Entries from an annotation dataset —

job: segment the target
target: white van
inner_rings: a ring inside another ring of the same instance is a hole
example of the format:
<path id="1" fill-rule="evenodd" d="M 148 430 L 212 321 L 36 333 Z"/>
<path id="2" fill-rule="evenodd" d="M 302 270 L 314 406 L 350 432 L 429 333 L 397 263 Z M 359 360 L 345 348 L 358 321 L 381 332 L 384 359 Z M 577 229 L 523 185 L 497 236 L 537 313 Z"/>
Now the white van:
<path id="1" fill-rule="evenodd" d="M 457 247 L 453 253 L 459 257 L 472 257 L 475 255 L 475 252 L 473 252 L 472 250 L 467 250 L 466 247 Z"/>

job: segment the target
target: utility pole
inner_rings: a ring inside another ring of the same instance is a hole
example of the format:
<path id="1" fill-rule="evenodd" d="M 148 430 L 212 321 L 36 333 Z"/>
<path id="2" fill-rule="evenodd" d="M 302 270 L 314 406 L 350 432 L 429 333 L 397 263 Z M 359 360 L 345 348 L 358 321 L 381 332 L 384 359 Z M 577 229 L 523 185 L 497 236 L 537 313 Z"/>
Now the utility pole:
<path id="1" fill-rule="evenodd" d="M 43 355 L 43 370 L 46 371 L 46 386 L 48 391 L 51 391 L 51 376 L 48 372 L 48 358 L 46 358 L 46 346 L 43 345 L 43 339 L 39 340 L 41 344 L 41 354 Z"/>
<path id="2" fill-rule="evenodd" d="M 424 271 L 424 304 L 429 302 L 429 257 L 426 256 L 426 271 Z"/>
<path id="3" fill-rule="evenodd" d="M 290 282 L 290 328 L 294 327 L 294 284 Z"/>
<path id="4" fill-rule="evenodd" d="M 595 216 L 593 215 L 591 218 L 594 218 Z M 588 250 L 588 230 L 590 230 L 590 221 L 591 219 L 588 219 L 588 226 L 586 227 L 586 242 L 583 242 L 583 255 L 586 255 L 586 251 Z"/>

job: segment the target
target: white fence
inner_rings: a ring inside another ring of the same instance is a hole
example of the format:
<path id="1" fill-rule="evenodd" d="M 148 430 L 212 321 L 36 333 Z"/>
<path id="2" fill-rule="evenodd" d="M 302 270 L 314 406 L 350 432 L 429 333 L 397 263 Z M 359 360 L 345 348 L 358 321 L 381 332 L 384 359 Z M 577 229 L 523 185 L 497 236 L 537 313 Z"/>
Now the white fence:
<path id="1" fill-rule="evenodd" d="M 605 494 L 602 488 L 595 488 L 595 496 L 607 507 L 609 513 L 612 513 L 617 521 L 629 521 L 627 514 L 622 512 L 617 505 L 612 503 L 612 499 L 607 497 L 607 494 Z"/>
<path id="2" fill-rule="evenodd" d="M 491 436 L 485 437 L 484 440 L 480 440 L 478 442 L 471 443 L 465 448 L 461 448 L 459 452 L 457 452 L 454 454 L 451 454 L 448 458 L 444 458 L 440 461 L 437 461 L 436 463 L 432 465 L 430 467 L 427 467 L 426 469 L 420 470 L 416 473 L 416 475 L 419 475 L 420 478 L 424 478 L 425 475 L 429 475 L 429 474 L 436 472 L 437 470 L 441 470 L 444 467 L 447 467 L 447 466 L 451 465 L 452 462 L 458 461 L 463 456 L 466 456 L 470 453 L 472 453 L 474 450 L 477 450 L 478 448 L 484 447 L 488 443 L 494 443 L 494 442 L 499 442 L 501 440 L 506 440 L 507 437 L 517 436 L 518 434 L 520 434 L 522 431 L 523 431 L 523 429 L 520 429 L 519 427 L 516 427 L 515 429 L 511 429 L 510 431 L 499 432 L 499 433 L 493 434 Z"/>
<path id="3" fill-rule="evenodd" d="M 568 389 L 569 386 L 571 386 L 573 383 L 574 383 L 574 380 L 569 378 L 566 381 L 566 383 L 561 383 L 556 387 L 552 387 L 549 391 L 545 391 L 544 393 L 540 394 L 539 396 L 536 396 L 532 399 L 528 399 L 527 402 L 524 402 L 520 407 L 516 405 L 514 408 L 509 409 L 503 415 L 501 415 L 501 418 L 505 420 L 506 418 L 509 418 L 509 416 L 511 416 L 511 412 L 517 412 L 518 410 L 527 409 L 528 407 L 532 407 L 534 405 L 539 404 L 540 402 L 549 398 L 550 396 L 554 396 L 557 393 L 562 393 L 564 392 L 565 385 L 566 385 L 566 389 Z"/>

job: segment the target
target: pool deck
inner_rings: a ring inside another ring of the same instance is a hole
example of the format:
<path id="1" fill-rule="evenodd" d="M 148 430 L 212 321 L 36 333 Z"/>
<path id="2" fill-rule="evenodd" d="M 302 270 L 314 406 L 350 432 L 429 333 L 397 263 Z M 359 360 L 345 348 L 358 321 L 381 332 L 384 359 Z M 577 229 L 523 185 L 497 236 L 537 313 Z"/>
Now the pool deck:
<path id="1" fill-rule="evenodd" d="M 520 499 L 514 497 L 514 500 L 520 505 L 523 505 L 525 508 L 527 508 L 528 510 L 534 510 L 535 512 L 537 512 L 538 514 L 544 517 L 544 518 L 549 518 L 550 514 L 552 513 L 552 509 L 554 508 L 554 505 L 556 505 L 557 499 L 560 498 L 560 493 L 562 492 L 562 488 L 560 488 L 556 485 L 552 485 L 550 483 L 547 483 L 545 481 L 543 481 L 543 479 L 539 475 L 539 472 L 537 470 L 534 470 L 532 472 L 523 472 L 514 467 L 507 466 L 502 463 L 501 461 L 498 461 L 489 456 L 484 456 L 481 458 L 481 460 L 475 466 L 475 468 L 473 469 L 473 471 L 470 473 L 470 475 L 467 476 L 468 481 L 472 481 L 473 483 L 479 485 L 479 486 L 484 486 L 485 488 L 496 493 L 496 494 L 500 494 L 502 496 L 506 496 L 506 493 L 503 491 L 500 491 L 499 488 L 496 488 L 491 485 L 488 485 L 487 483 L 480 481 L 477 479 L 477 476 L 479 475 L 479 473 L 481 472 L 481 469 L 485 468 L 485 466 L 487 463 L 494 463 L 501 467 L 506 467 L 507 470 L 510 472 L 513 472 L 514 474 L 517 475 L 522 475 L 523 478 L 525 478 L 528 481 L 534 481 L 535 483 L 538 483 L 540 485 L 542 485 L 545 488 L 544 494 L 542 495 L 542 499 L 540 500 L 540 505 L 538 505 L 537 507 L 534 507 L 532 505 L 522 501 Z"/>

What you will do — Pull out every line of the entries above and reproduce each one character for character.

Answer —
job: segment the target
target: white van
inner_rings: a ring inside another ring of the same instance is a hole
example of the format:
<path id="1" fill-rule="evenodd" d="M 148 430 L 212 321 L 36 333 Z"/>
<path id="2" fill-rule="evenodd" d="M 302 270 L 314 406 L 350 432 L 429 333 L 397 263 Z M 359 360 L 345 348 L 358 321 L 381 332 L 384 359 Z M 577 229 L 523 185 L 497 236 L 537 313 Z"/>
Now the white van:
<path id="1" fill-rule="evenodd" d="M 457 247 L 453 253 L 459 257 L 472 257 L 475 255 L 475 252 L 473 252 L 472 250 L 467 250 L 466 247 Z"/>

job: segment the target
target: utility pole
inner_rings: a ring inside another ring of the same instance is a hole
example of the format:
<path id="1" fill-rule="evenodd" d="M 148 430 L 212 321 L 36 333 Z"/>
<path id="2" fill-rule="evenodd" d="M 302 270 L 314 406 L 350 432 L 429 333 L 397 263 Z M 359 360 L 345 348 L 358 321 L 381 332 L 384 359 Z M 577 229 L 523 185 L 497 236 L 537 313 Z"/>
Now the utility pole:
<path id="1" fill-rule="evenodd" d="M 43 355 L 43 370 L 46 371 L 46 386 L 48 391 L 51 391 L 51 376 L 48 372 L 48 358 L 46 358 L 46 346 L 43 345 L 43 339 L 39 340 L 41 344 L 41 354 Z"/>
<path id="2" fill-rule="evenodd" d="M 424 271 L 424 304 L 429 302 L 429 257 L 426 256 L 426 271 Z"/>
<path id="3" fill-rule="evenodd" d="M 290 282 L 290 328 L 294 327 L 294 284 Z"/>
<path id="4" fill-rule="evenodd" d="M 595 216 L 593 215 L 591 218 L 594 218 Z M 588 250 L 588 230 L 590 230 L 590 221 L 591 219 L 588 219 L 588 226 L 586 227 L 586 242 L 583 242 L 583 255 L 586 255 L 586 251 Z"/>

job: segment the target
target: white fence
inner_rings: a ring inside another ring of the same instance is a hole
example of the format:
<path id="1" fill-rule="evenodd" d="M 148 430 L 212 321 L 36 333 Z"/>
<path id="2" fill-rule="evenodd" d="M 302 270 L 314 406 L 350 432 L 429 333 L 397 263 Z M 359 360 L 345 348 L 358 321 L 381 332 L 384 359 Z M 577 229 L 523 185 L 497 236 L 537 313 Z"/>
Now the white fence:
<path id="1" fill-rule="evenodd" d="M 605 494 L 602 488 L 595 488 L 595 496 L 607 507 L 609 513 L 612 513 L 617 521 L 629 521 L 627 514 L 622 512 L 617 505 L 612 503 L 612 499 L 607 497 L 607 494 Z"/>
<path id="2" fill-rule="evenodd" d="M 491 436 L 485 437 L 484 440 L 480 440 L 478 442 L 471 443 L 465 448 L 461 448 L 459 452 L 457 452 L 454 454 L 451 454 L 448 458 L 444 458 L 440 461 L 437 461 L 436 463 L 432 465 L 430 467 L 427 467 L 426 469 L 420 470 L 416 473 L 416 475 L 419 475 L 420 478 L 424 478 L 425 475 L 429 475 L 429 474 L 436 472 L 437 470 L 441 470 L 444 467 L 447 467 L 447 466 L 451 465 L 452 462 L 458 461 L 463 456 L 466 456 L 470 453 L 472 453 L 474 450 L 477 450 L 478 448 L 484 447 L 488 443 L 494 443 L 494 442 L 499 442 L 501 440 L 506 440 L 507 437 L 517 436 L 518 434 L 520 434 L 522 431 L 523 431 L 523 429 L 520 429 L 519 427 L 516 427 L 515 429 L 511 429 L 510 431 L 499 432 L 499 433 L 493 434 Z"/>
<path id="3" fill-rule="evenodd" d="M 568 389 L 569 386 L 571 386 L 573 383 L 574 383 L 574 380 L 569 378 L 566 381 L 566 383 L 561 383 L 556 387 L 552 387 L 549 391 L 545 391 L 544 393 L 540 394 L 539 396 L 536 396 L 532 399 L 528 399 L 527 402 L 524 402 L 520 407 L 516 405 L 514 408 L 509 409 L 503 415 L 501 415 L 501 418 L 505 420 L 506 418 L 509 418 L 509 416 L 511 416 L 511 412 L 517 412 L 518 410 L 527 409 L 528 407 L 532 407 L 534 405 L 539 404 L 540 402 L 549 398 L 550 396 L 554 396 L 557 393 L 562 393 L 564 392 L 565 385 L 566 385 L 566 389 Z"/>

job: segment the target
target: pool deck
inner_rings: a ring inside another ring of the same instance is a hole
example of the format:
<path id="1" fill-rule="evenodd" d="M 148 430 L 212 321 L 36 333 Z"/>
<path id="2" fill-rule="evenodd" d="M 302 270 L 314 406 L 350 432 L 429 333 L 397 263 Z M 359 360 L 345 348 L 358 321 L 381 332 L 384 359 Z M 577 229 L 523 185 L 497 236 L 537 313 Z"/>
Now the pool deck:
<path id="1" fill-rule="evenodd" d="M 520 499 L 514 497 L 514 500 L 520 505 L 523 505 L 525 508 L 527 508 L 528 510 L 534 510 L 535 512 L 537 512 L 538 514 L 544 517 L 544 518 L 549 518 L 550 514 L 552 513 L 552 509 L 554 508 L 554 505 L 556 505 L 557 499 L 560 498 L 560 493 L 562 492 L 562 488 L 560 488 L 556 485 L 552 485 L 550 483 L 547 483 L 545 481 L 543 481 L 543 479 L 539 475 L 539 472 L 537 470 L 534 470 L 532 472 L 523 472 L 514 467 L 507 466 L 502 463 L 501 461 L 498 461 L 489 456 L 484 456 L 481 458 L 481 460 L 475 466 L 475 468 L 473 469 L 473 471 L 470 473 L 470 475 L 467 476 L 468 481 L 472 481 L 473 483 L 479 485 L 479 486 L 484 486 L 485 488 L 496 493 L 496 494 L 500 494 L 502 496 L 506 496 L 506 493 L 503 491 L 500 491 L 499 488 L 496 488 L 491 485 L 488 485 L 487 483 L 480 481 L 477 479 L 477 476 L 479 475 L 479 473 L 481 472 L 481 469 L 485 468 L 485 466 L 487 463 L 494 463 L 501 467 L 506 467 L 507 470 L 510 472 L 513 472 L 514 474 L 517 475 L 522 475 L 523 478 L 525 478 L 528 481 L 534 481 L 535 483 L 538 483 L 540 485 L 542 485 L 545 488 L 544 494 L 542 495 L 542 499 L 540 500 L 540 505 L 538 505 L 537 507 L 534 507 L 532 505 L 522 501 Z"/>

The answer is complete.